--- START ---
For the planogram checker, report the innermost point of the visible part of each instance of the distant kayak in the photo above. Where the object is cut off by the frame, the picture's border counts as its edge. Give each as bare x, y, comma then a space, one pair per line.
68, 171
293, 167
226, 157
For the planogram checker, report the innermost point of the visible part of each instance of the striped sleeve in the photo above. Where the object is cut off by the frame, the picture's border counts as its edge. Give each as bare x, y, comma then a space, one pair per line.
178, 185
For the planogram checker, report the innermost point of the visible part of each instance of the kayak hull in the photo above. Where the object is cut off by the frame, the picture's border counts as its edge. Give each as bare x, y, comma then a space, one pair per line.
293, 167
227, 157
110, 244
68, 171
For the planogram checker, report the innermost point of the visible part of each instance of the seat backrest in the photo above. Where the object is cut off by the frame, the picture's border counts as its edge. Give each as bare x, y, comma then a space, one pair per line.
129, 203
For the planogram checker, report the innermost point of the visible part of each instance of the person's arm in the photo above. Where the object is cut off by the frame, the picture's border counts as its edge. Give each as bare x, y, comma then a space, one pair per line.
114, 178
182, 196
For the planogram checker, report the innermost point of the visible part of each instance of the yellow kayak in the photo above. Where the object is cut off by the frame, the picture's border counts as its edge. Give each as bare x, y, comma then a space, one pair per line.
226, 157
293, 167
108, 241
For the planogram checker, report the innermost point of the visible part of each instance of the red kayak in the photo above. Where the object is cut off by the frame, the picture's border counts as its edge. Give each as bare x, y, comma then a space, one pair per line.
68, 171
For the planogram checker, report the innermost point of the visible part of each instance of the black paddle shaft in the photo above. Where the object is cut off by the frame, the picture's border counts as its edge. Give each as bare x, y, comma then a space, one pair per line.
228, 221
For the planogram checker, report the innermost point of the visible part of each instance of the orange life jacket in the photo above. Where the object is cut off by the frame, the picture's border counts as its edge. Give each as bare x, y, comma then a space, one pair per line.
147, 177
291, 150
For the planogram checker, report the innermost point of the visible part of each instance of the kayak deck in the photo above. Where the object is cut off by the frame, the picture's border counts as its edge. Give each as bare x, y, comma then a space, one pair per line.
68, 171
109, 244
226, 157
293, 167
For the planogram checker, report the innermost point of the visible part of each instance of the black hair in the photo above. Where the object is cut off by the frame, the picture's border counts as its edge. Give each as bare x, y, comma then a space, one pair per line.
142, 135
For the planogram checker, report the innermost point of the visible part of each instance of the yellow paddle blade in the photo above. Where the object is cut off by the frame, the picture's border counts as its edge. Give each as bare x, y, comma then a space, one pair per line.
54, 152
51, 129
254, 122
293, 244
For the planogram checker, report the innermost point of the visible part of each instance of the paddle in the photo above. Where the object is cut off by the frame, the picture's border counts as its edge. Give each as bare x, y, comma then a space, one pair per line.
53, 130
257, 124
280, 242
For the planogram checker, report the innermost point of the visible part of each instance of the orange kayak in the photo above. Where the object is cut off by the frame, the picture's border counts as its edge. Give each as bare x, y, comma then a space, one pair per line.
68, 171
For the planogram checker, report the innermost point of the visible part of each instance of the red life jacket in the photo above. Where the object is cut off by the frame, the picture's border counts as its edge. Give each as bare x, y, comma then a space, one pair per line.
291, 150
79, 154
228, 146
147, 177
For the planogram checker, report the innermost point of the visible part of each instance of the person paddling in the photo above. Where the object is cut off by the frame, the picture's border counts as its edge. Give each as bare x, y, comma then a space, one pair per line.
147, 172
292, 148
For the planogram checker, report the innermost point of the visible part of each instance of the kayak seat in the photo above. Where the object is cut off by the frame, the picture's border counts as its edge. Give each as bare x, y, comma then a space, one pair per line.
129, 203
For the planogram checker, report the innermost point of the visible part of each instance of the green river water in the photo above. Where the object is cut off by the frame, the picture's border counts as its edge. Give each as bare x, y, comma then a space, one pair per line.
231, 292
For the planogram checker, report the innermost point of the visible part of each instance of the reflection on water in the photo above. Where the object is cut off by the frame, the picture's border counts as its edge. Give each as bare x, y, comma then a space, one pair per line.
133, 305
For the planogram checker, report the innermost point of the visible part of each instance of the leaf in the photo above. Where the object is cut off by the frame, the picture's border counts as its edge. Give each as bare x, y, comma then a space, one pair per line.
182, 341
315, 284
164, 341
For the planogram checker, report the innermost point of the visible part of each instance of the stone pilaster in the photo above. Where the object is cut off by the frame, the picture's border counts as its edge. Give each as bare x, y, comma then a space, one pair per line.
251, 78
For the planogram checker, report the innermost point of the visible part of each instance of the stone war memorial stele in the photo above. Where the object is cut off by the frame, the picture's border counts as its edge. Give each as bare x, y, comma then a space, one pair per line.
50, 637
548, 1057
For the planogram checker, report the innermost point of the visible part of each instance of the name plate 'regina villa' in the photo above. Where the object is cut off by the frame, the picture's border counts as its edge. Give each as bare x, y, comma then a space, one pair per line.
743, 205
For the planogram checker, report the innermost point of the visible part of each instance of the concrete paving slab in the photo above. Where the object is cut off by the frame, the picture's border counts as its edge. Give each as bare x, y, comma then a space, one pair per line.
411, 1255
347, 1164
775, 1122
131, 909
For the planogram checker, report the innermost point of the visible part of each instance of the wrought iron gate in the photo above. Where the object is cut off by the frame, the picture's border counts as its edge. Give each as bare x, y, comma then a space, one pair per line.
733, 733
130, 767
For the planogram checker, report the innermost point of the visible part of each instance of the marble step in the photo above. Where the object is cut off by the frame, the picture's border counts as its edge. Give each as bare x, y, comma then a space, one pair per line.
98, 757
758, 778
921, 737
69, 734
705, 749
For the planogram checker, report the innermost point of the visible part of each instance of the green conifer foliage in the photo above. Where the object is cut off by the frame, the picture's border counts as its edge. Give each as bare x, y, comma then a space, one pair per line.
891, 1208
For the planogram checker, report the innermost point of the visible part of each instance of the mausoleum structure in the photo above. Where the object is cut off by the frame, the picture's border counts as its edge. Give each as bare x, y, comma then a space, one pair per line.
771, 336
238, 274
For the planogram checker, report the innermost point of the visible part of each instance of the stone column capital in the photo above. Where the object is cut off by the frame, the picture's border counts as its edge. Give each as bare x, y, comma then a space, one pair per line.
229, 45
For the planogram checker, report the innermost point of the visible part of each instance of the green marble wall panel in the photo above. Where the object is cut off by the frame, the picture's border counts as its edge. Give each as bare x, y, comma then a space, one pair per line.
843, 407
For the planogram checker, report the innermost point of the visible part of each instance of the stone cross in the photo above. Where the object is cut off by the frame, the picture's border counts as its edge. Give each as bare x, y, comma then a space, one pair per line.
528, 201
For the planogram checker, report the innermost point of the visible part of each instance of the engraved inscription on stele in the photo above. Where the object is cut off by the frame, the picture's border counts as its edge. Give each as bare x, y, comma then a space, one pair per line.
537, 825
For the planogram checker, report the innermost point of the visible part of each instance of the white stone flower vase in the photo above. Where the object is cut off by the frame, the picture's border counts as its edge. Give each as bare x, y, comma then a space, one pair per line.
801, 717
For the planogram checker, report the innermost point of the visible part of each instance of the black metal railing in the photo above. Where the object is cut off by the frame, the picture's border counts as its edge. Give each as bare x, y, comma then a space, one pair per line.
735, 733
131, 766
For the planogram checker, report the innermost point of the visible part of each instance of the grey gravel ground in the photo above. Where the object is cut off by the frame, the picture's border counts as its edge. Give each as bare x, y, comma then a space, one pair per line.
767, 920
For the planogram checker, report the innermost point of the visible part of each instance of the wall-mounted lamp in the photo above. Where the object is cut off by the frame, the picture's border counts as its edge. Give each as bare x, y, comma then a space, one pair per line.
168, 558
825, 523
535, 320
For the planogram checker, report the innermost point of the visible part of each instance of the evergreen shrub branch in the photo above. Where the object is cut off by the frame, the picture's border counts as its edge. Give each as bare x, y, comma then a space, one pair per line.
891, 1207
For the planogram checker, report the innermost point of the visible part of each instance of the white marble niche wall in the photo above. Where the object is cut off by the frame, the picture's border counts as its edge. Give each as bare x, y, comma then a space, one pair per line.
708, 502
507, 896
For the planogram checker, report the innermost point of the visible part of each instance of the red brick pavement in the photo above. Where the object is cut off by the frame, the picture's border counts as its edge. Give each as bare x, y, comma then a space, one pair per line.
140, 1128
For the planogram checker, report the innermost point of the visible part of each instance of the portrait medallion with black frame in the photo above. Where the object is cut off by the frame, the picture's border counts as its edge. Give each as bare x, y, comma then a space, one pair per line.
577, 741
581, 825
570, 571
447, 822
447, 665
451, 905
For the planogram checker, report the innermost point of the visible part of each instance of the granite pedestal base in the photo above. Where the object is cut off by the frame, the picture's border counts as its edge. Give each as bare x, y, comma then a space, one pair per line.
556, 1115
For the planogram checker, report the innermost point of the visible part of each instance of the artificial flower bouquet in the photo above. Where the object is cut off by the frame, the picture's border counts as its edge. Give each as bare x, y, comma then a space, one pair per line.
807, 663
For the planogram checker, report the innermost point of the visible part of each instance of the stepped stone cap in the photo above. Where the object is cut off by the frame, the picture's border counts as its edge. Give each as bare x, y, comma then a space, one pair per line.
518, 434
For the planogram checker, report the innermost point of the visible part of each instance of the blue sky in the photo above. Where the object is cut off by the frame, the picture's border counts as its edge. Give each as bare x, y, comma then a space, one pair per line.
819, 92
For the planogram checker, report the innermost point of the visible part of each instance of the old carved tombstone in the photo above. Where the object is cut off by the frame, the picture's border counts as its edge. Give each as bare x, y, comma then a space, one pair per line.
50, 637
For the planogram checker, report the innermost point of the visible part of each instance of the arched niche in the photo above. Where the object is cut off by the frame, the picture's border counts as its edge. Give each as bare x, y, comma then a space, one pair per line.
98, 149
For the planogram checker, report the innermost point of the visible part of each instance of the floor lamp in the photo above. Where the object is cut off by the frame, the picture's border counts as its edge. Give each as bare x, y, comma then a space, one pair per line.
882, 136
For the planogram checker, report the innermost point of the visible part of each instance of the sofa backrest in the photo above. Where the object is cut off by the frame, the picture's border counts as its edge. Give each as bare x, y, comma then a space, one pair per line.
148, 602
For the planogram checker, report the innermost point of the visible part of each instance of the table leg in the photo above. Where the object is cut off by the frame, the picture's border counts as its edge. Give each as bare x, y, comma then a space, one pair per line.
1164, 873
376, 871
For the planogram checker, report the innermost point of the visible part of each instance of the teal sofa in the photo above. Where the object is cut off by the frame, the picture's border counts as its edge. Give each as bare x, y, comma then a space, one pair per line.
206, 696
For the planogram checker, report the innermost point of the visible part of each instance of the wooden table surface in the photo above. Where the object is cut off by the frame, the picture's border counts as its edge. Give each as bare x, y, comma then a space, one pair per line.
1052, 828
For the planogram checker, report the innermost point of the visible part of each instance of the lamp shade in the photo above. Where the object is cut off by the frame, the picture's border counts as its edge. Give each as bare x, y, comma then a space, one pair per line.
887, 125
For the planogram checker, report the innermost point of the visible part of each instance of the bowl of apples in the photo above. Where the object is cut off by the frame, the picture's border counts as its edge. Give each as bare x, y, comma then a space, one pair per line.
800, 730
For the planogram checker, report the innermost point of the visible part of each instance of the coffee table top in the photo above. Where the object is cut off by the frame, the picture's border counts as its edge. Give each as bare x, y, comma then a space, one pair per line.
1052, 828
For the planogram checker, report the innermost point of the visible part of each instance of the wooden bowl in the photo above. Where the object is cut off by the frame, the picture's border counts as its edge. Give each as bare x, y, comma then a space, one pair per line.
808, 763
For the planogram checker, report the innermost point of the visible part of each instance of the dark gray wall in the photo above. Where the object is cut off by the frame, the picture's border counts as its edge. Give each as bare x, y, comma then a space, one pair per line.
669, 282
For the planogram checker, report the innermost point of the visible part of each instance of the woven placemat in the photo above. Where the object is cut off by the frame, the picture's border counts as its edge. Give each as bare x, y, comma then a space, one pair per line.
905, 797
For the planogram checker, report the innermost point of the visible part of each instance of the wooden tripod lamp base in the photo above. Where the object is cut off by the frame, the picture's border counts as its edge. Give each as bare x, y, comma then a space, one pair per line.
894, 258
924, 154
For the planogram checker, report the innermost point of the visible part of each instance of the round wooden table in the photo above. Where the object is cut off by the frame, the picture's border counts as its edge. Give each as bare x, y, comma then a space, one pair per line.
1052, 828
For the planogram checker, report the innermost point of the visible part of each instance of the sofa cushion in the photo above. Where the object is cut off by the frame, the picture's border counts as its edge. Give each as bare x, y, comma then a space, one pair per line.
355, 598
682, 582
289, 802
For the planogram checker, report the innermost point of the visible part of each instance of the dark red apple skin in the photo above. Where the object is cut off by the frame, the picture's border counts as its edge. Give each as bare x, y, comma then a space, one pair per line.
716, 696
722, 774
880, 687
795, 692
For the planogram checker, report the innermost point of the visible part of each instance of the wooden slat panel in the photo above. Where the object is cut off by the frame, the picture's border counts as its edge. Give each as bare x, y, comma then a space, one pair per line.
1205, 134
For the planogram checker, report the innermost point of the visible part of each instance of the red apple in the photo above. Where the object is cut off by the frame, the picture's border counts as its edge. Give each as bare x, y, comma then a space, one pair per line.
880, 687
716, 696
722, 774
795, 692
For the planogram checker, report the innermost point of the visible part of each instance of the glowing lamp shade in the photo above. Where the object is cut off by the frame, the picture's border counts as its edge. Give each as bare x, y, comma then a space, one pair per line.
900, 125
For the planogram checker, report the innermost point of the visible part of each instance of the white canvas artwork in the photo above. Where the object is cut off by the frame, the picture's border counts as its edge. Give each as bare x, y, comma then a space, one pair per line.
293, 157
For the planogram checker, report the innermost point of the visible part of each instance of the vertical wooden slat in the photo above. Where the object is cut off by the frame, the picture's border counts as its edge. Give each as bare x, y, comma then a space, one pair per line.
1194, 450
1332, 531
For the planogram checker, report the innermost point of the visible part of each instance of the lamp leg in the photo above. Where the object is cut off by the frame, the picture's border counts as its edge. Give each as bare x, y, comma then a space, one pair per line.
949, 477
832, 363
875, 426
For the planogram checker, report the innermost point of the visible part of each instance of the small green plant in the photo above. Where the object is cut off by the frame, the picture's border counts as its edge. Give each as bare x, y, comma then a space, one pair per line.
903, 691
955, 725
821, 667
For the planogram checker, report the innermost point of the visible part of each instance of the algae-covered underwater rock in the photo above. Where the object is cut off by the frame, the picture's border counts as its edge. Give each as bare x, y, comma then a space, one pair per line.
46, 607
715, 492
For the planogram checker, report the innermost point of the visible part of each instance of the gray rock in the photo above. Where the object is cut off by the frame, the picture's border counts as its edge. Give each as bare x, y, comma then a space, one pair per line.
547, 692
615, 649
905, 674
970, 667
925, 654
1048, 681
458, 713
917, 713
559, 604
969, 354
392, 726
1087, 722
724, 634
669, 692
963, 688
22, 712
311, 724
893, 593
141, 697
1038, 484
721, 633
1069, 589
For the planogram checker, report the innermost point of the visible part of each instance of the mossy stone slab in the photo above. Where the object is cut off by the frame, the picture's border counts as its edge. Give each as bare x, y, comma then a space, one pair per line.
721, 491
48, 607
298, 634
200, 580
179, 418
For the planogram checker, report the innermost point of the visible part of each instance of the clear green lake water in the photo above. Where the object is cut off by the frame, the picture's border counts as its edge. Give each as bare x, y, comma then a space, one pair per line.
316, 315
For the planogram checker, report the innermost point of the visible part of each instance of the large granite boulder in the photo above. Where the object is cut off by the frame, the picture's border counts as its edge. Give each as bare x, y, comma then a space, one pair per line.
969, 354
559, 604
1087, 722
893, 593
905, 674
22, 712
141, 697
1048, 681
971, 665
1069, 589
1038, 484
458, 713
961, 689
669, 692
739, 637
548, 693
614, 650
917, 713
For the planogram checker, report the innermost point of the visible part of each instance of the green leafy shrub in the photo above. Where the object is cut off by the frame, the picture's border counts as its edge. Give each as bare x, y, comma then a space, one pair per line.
--- END ---
**What is being asked**
Reproduce exactly the lines from the one with "of the mossy" through the end of the entries above, both ends included.

**Solution for this exercise**
For the planogram checker, report the innermost point of the visible part of each instance of the mossy stone slab in the photo above. Where the object is cut off by the frame, the picture's border counts as its edge. Give each as bare x, y, comma then a space, one pair per line.
721, 491
48, 607
298, 634
200, 580
179, 418
For the planogram checker, report the innermost point of the visible part of each instance of the clear green lake water in the photo above. Where the object is cut off by the frame, the picture's border counts as its edge. Give each as bare x, y, comma then a space, one pair per line.
316, 315
For the planogram checker, report the innermost point of the visible part of each instance of the large granite boulder in the photo above. Where the object is cut off by the frame, the picture's border counts as its edge. Give each as bare x, y, comma then a space, one pair per line.
969, 354
559, 604
1087, 722
893, 593
905, 674
22, 712
141, 697
1048, 681
971, 665
1069, 589
1038, 484
458, 713
961, 689
669, 692
739, 637
548, 693
614, 650
917, 713
For the planogram checker, report the innermost point of the visible part of each instance of the green leafy shrub in the photo above. Where the object is cut off by the frame, the picture's border counts as its edge. Give each as bare x, y, comma then a space, one pair per line.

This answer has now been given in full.